▶ Referring expression pointing data:
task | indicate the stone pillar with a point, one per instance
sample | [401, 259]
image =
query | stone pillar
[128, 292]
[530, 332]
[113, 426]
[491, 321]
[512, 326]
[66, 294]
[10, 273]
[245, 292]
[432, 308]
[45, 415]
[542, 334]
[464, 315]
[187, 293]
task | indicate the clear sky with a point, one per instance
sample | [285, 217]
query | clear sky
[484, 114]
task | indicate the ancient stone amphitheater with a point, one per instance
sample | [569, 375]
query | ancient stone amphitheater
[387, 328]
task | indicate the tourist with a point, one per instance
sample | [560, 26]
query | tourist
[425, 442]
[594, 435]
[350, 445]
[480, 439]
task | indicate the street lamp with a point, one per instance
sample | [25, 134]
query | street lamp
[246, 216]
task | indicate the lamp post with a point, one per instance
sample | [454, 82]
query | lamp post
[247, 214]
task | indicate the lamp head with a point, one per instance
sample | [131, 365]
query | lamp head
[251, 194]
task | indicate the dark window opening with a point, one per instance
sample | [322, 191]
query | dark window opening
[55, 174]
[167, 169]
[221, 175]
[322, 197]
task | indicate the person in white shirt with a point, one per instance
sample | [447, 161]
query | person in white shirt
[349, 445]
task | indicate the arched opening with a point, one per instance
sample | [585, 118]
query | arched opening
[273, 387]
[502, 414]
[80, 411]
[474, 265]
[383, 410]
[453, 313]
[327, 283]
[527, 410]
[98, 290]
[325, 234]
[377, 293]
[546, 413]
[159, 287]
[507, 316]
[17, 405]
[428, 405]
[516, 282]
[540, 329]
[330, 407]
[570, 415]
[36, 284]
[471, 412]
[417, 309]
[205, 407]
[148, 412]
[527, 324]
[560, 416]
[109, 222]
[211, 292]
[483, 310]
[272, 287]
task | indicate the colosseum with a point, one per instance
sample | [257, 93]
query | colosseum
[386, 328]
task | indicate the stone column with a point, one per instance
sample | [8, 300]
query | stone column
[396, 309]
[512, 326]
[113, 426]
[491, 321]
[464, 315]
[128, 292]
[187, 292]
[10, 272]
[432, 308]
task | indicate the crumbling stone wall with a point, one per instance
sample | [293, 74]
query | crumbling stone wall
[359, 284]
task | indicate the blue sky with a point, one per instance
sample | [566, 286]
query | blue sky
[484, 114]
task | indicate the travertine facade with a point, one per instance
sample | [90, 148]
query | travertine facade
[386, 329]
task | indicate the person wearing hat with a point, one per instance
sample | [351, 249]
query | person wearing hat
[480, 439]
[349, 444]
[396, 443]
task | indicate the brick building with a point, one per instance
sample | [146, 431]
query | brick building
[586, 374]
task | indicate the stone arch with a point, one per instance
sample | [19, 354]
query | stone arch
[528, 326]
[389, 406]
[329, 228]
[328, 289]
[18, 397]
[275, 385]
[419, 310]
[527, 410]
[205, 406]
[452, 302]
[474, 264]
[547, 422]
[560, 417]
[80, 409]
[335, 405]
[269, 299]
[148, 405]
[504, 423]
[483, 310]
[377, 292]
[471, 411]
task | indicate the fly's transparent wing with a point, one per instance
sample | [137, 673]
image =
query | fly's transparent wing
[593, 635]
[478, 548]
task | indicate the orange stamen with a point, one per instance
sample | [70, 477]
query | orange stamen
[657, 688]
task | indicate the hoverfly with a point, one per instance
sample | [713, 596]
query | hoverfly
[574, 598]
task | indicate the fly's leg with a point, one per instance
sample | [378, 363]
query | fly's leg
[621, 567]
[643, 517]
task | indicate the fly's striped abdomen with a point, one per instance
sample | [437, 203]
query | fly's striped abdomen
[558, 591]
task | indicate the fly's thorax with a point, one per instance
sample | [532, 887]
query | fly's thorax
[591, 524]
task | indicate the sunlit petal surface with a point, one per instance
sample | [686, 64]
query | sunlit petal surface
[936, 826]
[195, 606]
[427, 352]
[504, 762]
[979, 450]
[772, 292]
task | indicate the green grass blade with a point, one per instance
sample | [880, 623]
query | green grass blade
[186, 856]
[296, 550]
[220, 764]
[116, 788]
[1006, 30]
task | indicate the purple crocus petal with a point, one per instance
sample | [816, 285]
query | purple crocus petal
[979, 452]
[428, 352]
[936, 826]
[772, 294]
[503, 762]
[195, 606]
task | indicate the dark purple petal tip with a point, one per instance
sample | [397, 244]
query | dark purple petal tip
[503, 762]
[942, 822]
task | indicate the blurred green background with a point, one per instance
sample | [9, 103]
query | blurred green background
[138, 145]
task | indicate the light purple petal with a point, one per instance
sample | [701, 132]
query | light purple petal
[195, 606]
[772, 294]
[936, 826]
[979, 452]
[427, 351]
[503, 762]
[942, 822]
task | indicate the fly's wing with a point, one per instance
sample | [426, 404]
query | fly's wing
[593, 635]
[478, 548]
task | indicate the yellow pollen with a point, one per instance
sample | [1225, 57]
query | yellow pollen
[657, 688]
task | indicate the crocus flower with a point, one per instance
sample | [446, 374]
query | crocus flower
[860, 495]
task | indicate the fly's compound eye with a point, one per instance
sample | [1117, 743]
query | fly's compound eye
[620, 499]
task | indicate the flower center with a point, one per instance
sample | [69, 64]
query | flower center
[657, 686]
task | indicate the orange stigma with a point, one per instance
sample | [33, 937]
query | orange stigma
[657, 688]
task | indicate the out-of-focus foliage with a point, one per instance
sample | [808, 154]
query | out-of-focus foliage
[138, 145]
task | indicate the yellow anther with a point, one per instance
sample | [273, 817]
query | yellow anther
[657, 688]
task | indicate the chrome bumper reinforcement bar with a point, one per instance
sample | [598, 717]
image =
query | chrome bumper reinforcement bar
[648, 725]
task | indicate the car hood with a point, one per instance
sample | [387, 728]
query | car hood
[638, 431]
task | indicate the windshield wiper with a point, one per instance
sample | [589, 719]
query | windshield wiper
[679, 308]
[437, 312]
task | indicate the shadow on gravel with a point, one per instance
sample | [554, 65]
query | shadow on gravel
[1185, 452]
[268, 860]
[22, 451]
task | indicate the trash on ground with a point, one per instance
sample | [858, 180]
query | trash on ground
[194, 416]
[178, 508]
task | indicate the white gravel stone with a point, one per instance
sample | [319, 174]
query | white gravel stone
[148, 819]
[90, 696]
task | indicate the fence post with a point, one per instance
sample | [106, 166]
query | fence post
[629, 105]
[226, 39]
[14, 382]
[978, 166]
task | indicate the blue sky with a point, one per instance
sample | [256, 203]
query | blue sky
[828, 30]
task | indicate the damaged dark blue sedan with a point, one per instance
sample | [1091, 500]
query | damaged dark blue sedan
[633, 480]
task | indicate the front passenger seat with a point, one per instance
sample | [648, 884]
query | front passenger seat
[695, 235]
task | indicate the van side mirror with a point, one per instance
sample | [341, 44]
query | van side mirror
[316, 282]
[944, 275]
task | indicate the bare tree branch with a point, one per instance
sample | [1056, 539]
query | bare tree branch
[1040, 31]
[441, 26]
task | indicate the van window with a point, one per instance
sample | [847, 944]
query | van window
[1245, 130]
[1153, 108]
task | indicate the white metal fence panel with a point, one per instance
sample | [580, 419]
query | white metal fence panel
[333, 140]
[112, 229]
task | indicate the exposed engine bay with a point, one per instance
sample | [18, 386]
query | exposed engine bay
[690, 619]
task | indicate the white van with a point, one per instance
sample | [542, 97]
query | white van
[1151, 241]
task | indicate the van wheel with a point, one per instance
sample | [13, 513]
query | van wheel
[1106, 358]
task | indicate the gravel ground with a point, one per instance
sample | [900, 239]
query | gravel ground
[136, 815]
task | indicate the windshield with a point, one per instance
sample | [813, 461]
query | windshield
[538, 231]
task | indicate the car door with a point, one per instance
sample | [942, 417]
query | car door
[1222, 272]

▶ ASSIGNMENT:
Transcribe every record exactly, keeping each line as it is.

▶ ANSWER FOR THIS EXERCISE:
task | indicate the stone pillar with a point, one per instance
sample | [401, 259]
image =
query | stone pillar
[128, 292]
[530, 332]
[113, 426]
[491, 321]
[512, 326]
[66, 294]
[10, 273]
[245, 292]
[432, 308]
[45, 415]
[542, 334]
[464, 315]
[187, 293]
task | indicate the clear sky with a point, one per instance
sample | [285, 217]
query | clear sky
[484, 114]
task | indicate the ancient stone amphitheater with a point, one per instance
sample | [569, 375]
query | ancient stone amphitheater
[387, 328]
task | indicate the tourist with a point, one per instance
sample | [560, 26]
query | tourist
[425, 442]
[594, 435]
[350, 445]
[480, 439]
task | indicate the street lamp with a point, one per instance
sample | [25, 134]
query | street lamp
[246, 216]
task | indicate the lamp post with a point, one per instance
sample | [454, 82]
query | lamp post
[247, 214]
task | indicate the lamp head with a point, one per instance
sample | [131, 365]
query | lamp head
[251, 194]
task | indicate the dark window opening with a point, one per instance
sample | [322, 191]
query | dark window opening
[55, 174]
[167, 169]
[221, 175]
[322, 197]
task | indicate the person in white shirt with a point, one per instance
sample | [447, 161]
query | person in white shirt
[349, 445]
task | indicate the arched opening with a point, one per instance
sample | [585, 118]
query | arched opening
[273, 387]
[502, 414]
[80, 411]
[474, 265]
[383, 410]
[453, 313]
[327, 283]
[527, 410]
[98, 290]
[325, 234]
[377, 293]
[546, 413]
[159, 287]
[507, 316]
[17, 405]
[428, 405]
[516, 282]
[540, 329]
[330, 407]
[570, 415]
[36, 284]
[471, 412]
[417, 309]
[205, 407]
[148, 412]
[527, 324]
[560, 416]
[109, 222]
[211, 292]
[483, 310]
[272, 287]
task | indicate the colosseum with a point, one per instance
sample | [257, 93]
query | colosseum
[386, 328]
task | indicate the stone column with a point, one per instance
sample | [8, 300]
query | stone column
[396, 309]
[512, 326]
[113, 426]
[491, 321]
[464, 315]
[128, 292]
[187, 292]
[10, 272]
[432, 308]
task | indicate the crumbling stone wall with a point, one per instance
sample | [293, 74]
query | crumbling stone wall
[359, 284]
task | indicate the blue sky with a point, one per instance
sample | [566, 286]
query | blue sky
[484, 114]
task | indicate the travertine facade with a point, one per instance
sample | [90, 148]
query | travertine facade
[386, 329]
task | indicate the person wearing hat with a point, one per instance
sample | [351, 249]
query | person wearing hat
[480, 439]
[349, 444]
[396, 443]
task | indicate the brick building with a point, one per instance
sample | [146, 431]
query | brick building
[586, 374]
task | indicate the stone arch with a point, one per instance
sample | [19, 354]
query | stone arch
[528, 326]
[389, 406]
[329, 228]
[328, 289]
[18, 397]
[275, 385]
[419, 310]
[527, 410]
[205, 406]
[452, 302]
[474, 264]
[547, 422]
[560, 417]
[80, 409]
[335, 405]
[269, 299]
[148, 405]
[504, 423]
[483, 310]
[377, 292]
[471, 411]
task | indicate the fly's transparent wing with a point, one per instance
sample | [137, 673]
image =
query | fly's transparent wing
[593, 635]
[478, 548]
task | indicate the orange stamen with a point, one per instance
sample | [70, 477]
query | orange stamen
[657, 688]
task | indicate the hoverfly with a point, one per instance
sample | [713, 596]
query | hoverfly
[574, 598]
task | indicate the fly's leg with a point, one per instance
sample | [378, 363]
query | fly's leg
[621, 567]
[643, 517]
task | indicate the fly's striped abdomen with a point, one per instance
sample | [437, 203]
query | fly's striped abdomen
[558, 591]
task | indicate the fly's thorax with a point, one per instance
sample | [532, 887]
query | fly's thorax
[591, 524]
task | indicate the sunlit petal surface with a point, one per instance
sample | [686, 64]
query | sunlit petal surface
[936, 826]
[195, 606]
[427, 352]
[504, 762]
[979, 450]
[772, 292]
task | indicate the green grass blade with a point, one per instance
sample | [880, 623]
query | green grass blade
[186, 856]
[296, 550]
[220, 764]
[116, 788]
[1006, 30]
task | indicate the purple crocus petal with a point, one per instance
sample | [816, 285]
query | purple crocus petal
[979, 452]
[428, 352]
[936, 826]
[772, 294]
[503, 762]
[195, 606]
task | indicate the dark purple petal tip with a point, one per instance
sample | [397, 244]
query | dark purple petal tip
[503, 762]
[942, 822]
task | indicate the blurred green background with a point, one per instance
sample | [9, 103]
query | blurred green background
[138, 145]
task | indicate the light purple petal with a point, one per instance
sample | [701, 132]
query | light purple petal
[195, 606]
[772, 294]
[936, 826]
[979, 452]
[427, 351]
[503, 762]
[942, 822]
task | indicate the fly's wing with a point, one per instance
sample | [426, 404]
query | fly's wing
[593, 635]
[478, 548]
task | indicate the yellow pollen with a point, one per instance
sample | [1225, 57]
query | yellow pollen
[657, 688]
task | indicate the crocus flower with a point, one per instance
sample | [446, 374]
query | crocus flower
[860, 495]
task | indicate the fly's compound eye with a point, one per instance
sample | [1117, 743]
query | fly's compound eye
[620, 499]
task | indicate the flower center with a point, one per instance
sample | [69, 64]
query | flower center
[657, 686]
task | indicate the orange stigma with a point, one per instance
sample | [33, 937]
query | orange stigma
[657, 688]
task | indicate the out-of-focus foliage with a point, one per instance
sample | [808, 154]
query | out-of-focus foliage
[138, 145]
task | indicate the yellow anther with a point, one per instance
sample | [273, 817]
query | yellow anther
[657, 688]
task | indicate the chrome bumper reinforcement bar with a point, one per instance
sample | [598, 717]
image =
query | chrome bumper reinforcement bar
[648, 725]
task | indicate the car hood with a point, one per instance
sample | [387, 728]
query | car hood
[638, 431]
task | indicate the windshield wiper with a point, one per instance
sample | [589, 719]
query | windshield wiper
[679, 308]
[437, 312]
task | indicate the shadow on gravel with a point, one per instance
sample | [554, 65]
query | shadow on gravel
[1185, 452]
[268, 860]
[22, 451]
task | indicate the trash on ground with a point, one per instance
sample | [858, 180]
query | trash on ground
[194, 416]
[178, 508]
task | indicate the white gravel stone with a point, one per instance
sample | [319, 174]
query | white gravel stone
[148, 819]
[90, 696]
task | indicate the fence post with a point, one per instance
sample | [106, 166]
query | fence post
[629, 105]
[226, 39]
[14, 382]
[978, 166]
task | indicate the blue sky with a point, one per instance
sample | [256, 203]
query | blue sky
[828, 30]
task | indicate the damaged dark blue sedan with a point, one per instance
sample | [1091, 500]
query | damaged dark blue sedan
[633, 480]
task | indicate the front passenger seat with a point, one per instance
sample | [648, 884]
query | front passenger seat
[695, 235]
task | indicate the van side mirror with a point, one per instance
sample | [341, 44]
query | van side mirror
[316, 282]
[944, 275]
task | indicate the bare tree branch with a point, one per instance
sample | [1056, 539]
query | bare tree branch
[1040, 31]
[441, 26]
task | indicate the van window with a point, one per instance
sample | [847, 944]
query | van window
[1245, 130]
[1153, 108]
task | indicate the white metal fence panel with a point, one per instance
sample | [580, 419]
query | white metal fence panel
[333, 140]
[112, 229]
task | indicate the exposed engine bay with a point, one per instance
sample | [18, 386]
query | exposed engine bay
[690, 619]
task | indicate the white van with a point, one per instance
sample | [542, 97]
query | white van
[1151, 241]
task | indicate the van wheel with a point, one per instance
sample | [13, 513]
query | van wheel
[1106, 358]
task | indicate the gravel ground with a point, one per instance
sample | [900, 239]
query | gravel ground
[136, 815]
task | indicate the windshield with a point, one per instance
sample | [813, 461]
query | windshield
[538, 231]
task | indicate the car door with a point, one per instance
sample | [942, 417]
query | car door
[1222, 272]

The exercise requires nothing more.